→ PROBLEM STATEMENT
Extract every line of the data below and reproduce each one unchanged.
————————
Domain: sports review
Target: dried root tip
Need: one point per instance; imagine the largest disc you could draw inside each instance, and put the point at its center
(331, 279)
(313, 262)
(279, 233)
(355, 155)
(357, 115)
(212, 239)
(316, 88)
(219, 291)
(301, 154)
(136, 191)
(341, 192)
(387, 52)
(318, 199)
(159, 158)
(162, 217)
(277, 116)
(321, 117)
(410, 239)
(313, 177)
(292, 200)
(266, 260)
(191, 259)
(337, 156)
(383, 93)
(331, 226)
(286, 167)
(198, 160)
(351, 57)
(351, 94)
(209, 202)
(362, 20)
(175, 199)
————————
→ COMPLETE OUTPUT
Domain: sports review
Target: dried root tip
Need: one point per instance; imagine the largest disc you could draw inside each instance, and put the point at its center
(331, 279)
(313, 262)
(279, 233)
(355, 155)
(357, 115)
(212, 239)
(316, 88)
(219, 291)
(301, 154)
(136, 191)
(341, 192)
(387, 52)
(318, 199)
(159, 158)
(162, 217)
(277, 116)
(321, 117)
(410, 239)
(313, 177)
(292, 200)
(266, 260)
(191, 259)
(337, 156)
(383, 93)
(331, 226)
(286, 167)
(198, 160)
(351, 57)
(351, 94)
(209, 202)
(362, 20)
(175, 199)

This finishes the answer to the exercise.